▸ **Excerpt to read**:
----
Daphne Doody-Green: Water efficiency needs a behaviour-change reset
Daphne Doody-Green: Water efficiency needs a behaviour-change reset
Daphne Doody-Green, chief executive of the Bathroom Association, argues that the next phase of water efficiency will not be won by specification alone, and that bathroom retailers have a central role in turning good products into lasting consumer habits.
It is tempting to believe that water efficiency is mainly a product story: fit a better shower, install a more efficient toilet, and the savings will take care of themselves. While water-efficient products undoubtedly deliver significant savings, evidence is increasingly clear that the next phase of water efficiency will also depend on human behaviour.
What is striking is that both the engineering and behavioural evidence now point in the same direction. Affinity Water’s Project Zero report shows that water reuse systems and next-generation fixtures could make a substantial difference, with reuse potentially cutting potable demand by 20-23% and high-efficiency fixtures and appliances reducing end-use consumption by 40-60% in new developments. But the same report is refreshingly honest that behavioural factors are 'a critical aspect' of whether theoretical savings are realised in practice.
That point is reinforced by the University of Surrey-led Promoting Domestic Water Efficiency Via Behaviour Change research, which anyone in our sector should read carefully. The researchers found that bathroom-based behaviours were the highest-priority targets for change. The report is especially useful because it challenges a lazy assumption that giving people more information will be enough. Many water-using behaviours are habitual, the authors argue, and habits are not reliably disrupted by education alone. Their recommendation is to use more habit-breaking strategies, such as shower-timer feedback, and interventions timed around key context changes, such as when people refit their bathrooms. That last point should make bathroom retailers sit up.
----
▸ **Description of the task**:
Can you copy the part of the water efficiency article that starts with "That point is" and goes on through "retailers sit up."? The records that follow were taken from a separate source.

Dataset items
----
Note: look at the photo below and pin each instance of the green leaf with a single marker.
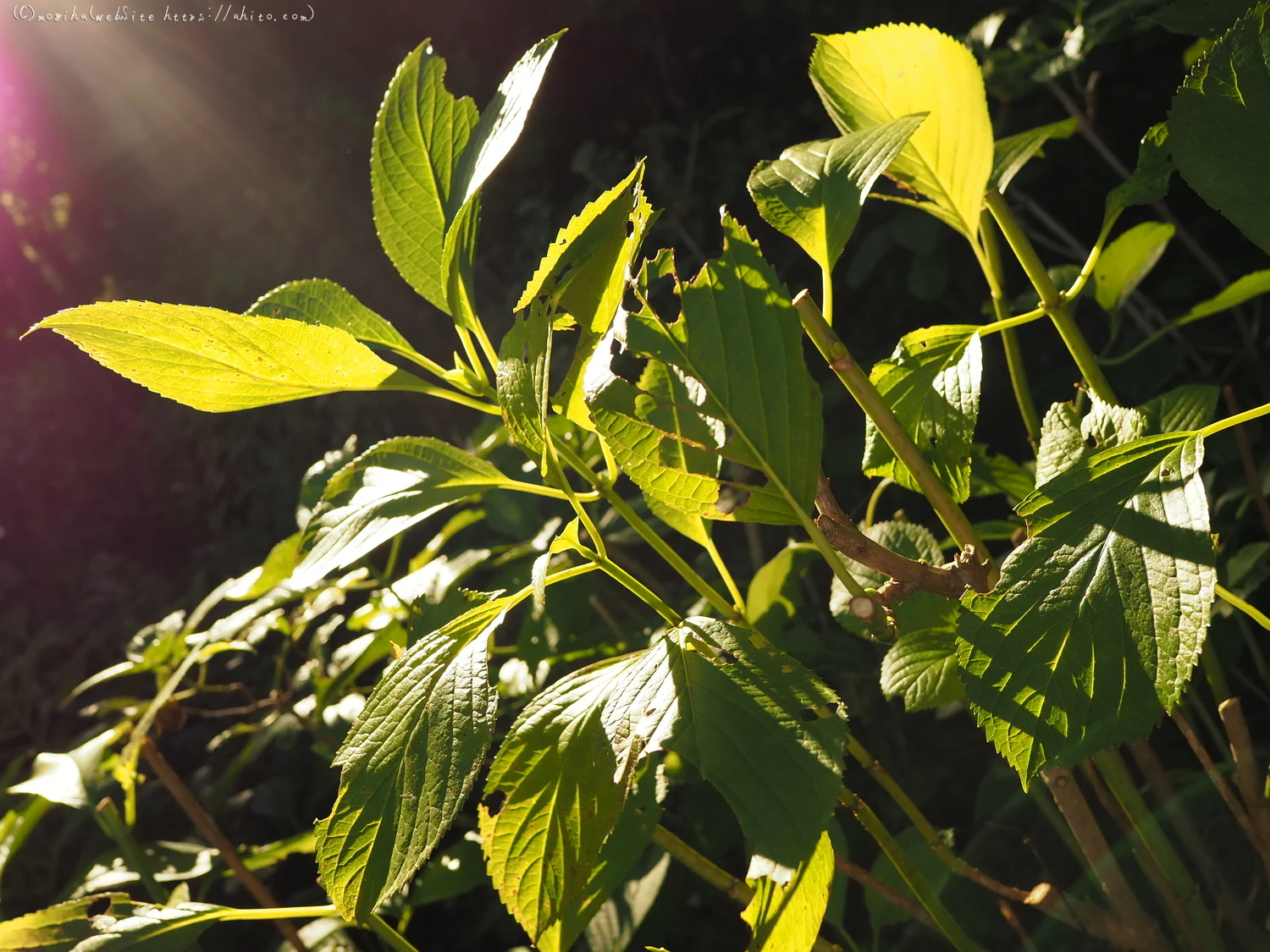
(787, 918)
(274, 570)
(1150, 179)
(1127, 261)
(561, 795)
(881, 74)
(216, 360)
(584, 274)
(431, 154)
(324, 302)
(919, 611)
(931, 383)
(109, 922)
(1100, 614)
(1186, 408)
(1201, 18)
(1013, 152)
(921, 668)
(409, 761)
(502, 122)
(741, 340)
(814, 190)
(734, 705)
(1234, 294)
(419, 135)
(1221, 126)
(523, 365)
(384, 492)
(605, 899)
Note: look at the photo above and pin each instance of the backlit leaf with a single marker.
(1100, 614)
(1128, 261)
(320, 301)
(884, 73)
(1013, 152)
(814, 190)
(931, 383)
(409, 761)
(787, 918)
(385, 490)
(218, 360)
(1219, 126)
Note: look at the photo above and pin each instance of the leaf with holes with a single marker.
(429, 157)
(409, 761)
(319, 301)
(1219, 126)
(814, 190)
(1013, 152)
(384, 492)
(218, 360)
(739, 340)
(931, 383)
(884, 73)
(1100, 614)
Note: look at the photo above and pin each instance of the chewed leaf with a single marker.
(218, 360)
(1100, 614)
(931, 383)
(884, 73)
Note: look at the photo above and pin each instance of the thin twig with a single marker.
(206, 825)
(906, 574)
(1250, 466)
(1223, 789)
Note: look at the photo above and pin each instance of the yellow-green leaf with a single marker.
(884, 73)
(218, 360)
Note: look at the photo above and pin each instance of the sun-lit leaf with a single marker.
(1150, 179)
(1219, 126)
(739, 339)
(921, 668)
(109, 922)
(1127, 261)
(320, 301)
(787, 918)
(931, 383)
(385, 490)
(218, 360)
(1186, 408)
(814, 190)
(1234, 294)
(1100, 614)
(609, 893)
(409, 761)
(553, 796)
(1013, 152)
(884, 73)
(523, 365)
(429, 157)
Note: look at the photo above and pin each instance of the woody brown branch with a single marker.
(906, 575)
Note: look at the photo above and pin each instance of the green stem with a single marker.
(721, 566)
(1195, 923)
(995, 272)
(865, 393)
(235, 916)
(645, 532)
(390, 936)
(1234, 421)
(921, 888)
(1051, 299)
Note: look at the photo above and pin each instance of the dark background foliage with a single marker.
(208, 162)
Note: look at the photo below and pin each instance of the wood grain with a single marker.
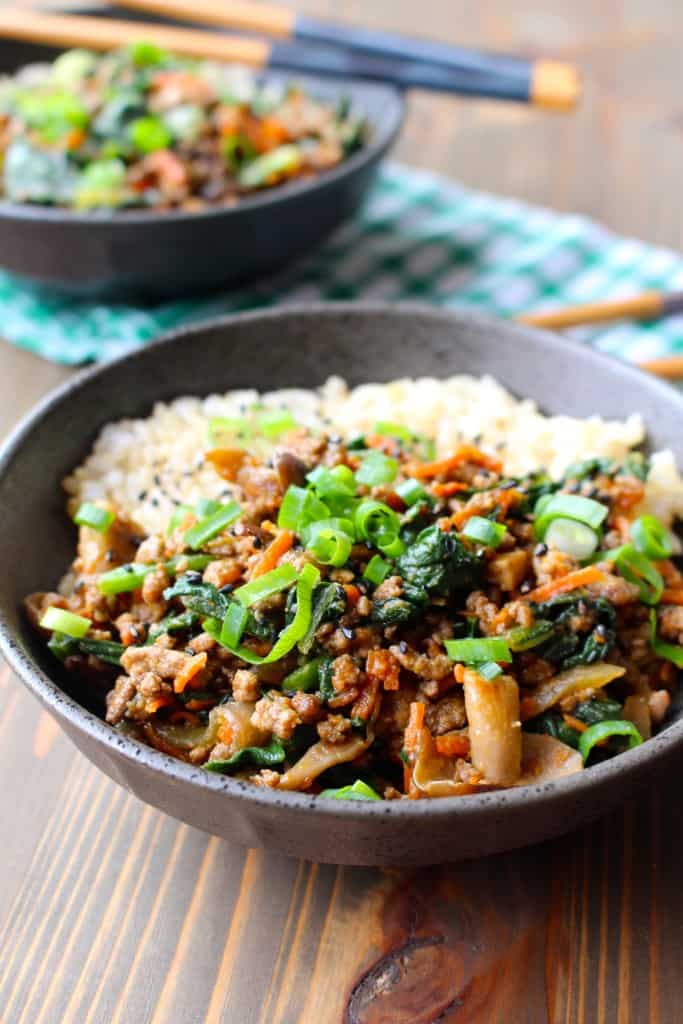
(111, 911)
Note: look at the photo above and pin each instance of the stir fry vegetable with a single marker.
(366, 622)
(140, 127)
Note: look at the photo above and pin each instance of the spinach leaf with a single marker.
(202, 598)
(259, 757)
(552, 724)
(329, 603)
(436, 564)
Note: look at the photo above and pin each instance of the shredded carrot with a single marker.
(226, 462)
(194, 667)
(572, 581)
(382, 665)
(453, 745)
(574, 723)
(463, 454)
(273, 553)
(450, 488)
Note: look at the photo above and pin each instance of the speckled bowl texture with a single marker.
(140, 255)
(301, 347)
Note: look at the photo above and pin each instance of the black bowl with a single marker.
(144, 255)
(283, 349)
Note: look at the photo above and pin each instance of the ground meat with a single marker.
(421, 665)
(307, 707)
(335, 729)
(274, 713)
(246, 685)
(447, 714)
(154, 586)
(391, 587)
(345, 674)
(118, 698)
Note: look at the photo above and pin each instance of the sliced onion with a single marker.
(572, 538)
----
▸ **Response**:
That point is reinforced by the University of Surrey-led Promoting Domestic Water Efficiency Via Behaviour Change research, which anyone in our sector should read carefully. The researchers found that bathroom-based behaviours were the highest-priority targets for change. The report is especially useful because it challenges a lazy assumption that giving people more information will be enough. Many water-using behaviours are habitual, the authors argue, and habits are not reliably disrupted by education alone. Their recommendation is to use more habit-breaking strategies, such as shower-timer feedback, and interventions timed around key context changes, such as when people refit their bathrooms. That last point should make bathroom retailers sit up.